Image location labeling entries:
-*-*-

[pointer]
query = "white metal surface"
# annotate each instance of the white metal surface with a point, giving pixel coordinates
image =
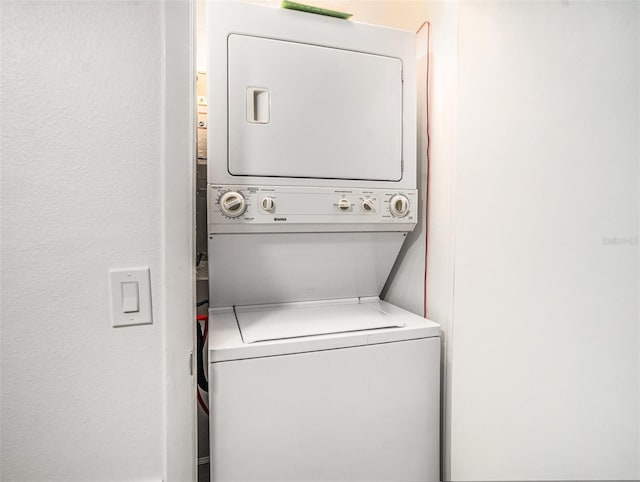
(316, 112)
(247, 269)
(311, 209)
(226, 340)
(360, 414)
(337, 106)
(295, 320)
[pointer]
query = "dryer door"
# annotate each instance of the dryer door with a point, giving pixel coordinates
(299, 110)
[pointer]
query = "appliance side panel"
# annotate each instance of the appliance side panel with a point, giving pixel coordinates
(297, 418)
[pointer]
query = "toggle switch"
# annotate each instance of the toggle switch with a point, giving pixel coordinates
(130, 297)
(130, 291)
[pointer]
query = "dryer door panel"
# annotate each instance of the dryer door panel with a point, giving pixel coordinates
(298, 110)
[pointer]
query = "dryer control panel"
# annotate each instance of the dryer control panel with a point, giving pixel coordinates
(270, 208)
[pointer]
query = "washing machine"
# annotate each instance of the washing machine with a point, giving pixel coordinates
(311, 194)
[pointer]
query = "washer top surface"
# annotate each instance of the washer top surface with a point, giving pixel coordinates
(287, 328)
(296, 320)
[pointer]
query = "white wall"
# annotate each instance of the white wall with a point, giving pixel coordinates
(94, 171)
(545, 374)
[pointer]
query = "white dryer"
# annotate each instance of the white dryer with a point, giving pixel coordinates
(312, 190)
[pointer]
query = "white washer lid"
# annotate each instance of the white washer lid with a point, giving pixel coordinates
(226, 340)
(260, 323)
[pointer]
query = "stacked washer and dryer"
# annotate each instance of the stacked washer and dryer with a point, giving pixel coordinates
(311, 193)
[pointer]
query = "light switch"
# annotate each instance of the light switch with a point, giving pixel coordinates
(130, 299)
(130, 291)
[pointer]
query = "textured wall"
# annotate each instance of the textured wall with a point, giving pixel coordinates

-*-*-

▶ _Aim of the task_
Print the whole listing above once more, word for word, without its pictures.

▶ _Answer to this problem_
[pointer]
query = "white metal surface"
# annotate each instance of the white metal surface with a point, giving pixel coordinates
image =
(316, 112)
(247, 269)
(311, 209)
(226, 340)
(360, 414)
(337, 106)
(295, 320)
[pointer]
query = "dryer door"
# annotate each instance of the dryer door with a point, giving pixel coordinates
(299, 110)
[pointer]
query = "appliance side panel"
# annotate each instance of the appliance side panel with a point, giving pixel coordinates
(297, 418)
[pointer]
query = "toggle switch"
# annotate each instance of the toggle switch with a point, giving pixel coordinates
(130, 297)
(130, 291)
[pointer]
query = "dryer door panel"
# annotate each instance of the dryer door panel with a point, giving pixel coordinates
(298, 110)
[pointer]
query = "dryer control panel"
# annotate each instance of the dryer control panel with a point, giving pixel coordinates
(270, 208)
[pointer]
query = "washing machine"
# annotate each instance of the washing machine with a point, giving pixel coordinates
(311, 194)
[pointer]
query = "washer top surface"
# annotate each instance of the washer top surface with a point, giving pixel coordinates
(287, 328)
(296, 320)
[pointer]
query = "white wall"
# annotate each instance of the white wall with a point, giving pixel coordinates
(94, 171)
(545, 374)
[pointer]
query = "white dryer"
# annotate each instance of the white dryer with a point, giving pixel coordinates
(312, 190)
[pointer]
query = "white washer lid"
# annotate each instance of the white washer lid with a point, giving pixel coordinates
(226, 340)
(260, 323)
[pointer]
query = "stacked washer and dryer"
# annotate each instance of the stacked washer and dryer with a point, giving pixel coordinates
(311, 193)
[pointer]
query = "light switch"
# annotate each instance of the light switch with a point, giving pixel coordinates
(130, 299)
(130, 291)
[pointer]
query = "textured wall"
# annotate each instance of the textured wall with a point, giving pixel coordinates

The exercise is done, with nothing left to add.